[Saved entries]
===============
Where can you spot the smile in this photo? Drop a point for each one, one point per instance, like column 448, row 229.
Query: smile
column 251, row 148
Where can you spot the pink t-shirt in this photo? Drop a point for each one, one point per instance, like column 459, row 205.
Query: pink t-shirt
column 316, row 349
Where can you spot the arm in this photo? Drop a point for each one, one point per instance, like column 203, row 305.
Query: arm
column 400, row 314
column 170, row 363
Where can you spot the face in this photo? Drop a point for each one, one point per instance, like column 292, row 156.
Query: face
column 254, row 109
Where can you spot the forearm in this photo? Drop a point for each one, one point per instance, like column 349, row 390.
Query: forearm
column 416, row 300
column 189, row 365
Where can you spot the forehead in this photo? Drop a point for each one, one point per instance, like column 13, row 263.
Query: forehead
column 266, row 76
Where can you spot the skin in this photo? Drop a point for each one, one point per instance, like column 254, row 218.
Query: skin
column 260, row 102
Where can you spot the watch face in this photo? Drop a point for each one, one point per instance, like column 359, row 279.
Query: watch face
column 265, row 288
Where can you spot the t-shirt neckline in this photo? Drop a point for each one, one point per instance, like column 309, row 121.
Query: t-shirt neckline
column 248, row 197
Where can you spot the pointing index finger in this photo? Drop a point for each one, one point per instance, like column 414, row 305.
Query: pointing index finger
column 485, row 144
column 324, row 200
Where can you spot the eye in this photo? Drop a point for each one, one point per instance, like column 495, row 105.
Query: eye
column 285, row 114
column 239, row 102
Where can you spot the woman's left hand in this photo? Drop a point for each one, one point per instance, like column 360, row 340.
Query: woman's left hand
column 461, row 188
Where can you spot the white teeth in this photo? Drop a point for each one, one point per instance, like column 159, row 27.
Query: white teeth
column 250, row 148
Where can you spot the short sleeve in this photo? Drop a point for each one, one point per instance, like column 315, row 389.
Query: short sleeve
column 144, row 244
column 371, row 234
===============
PROBLEM REQUIREMENTS: Copy out everything from the first line of the entries through the line containing "column 251, row 148", keeping both ends.

EXERCISE OUTPUT:
Where can you spot the smile in this photo? Drop a point for each one, one point per instance, like column 448, row 229.
Query: smile
column 251, row 148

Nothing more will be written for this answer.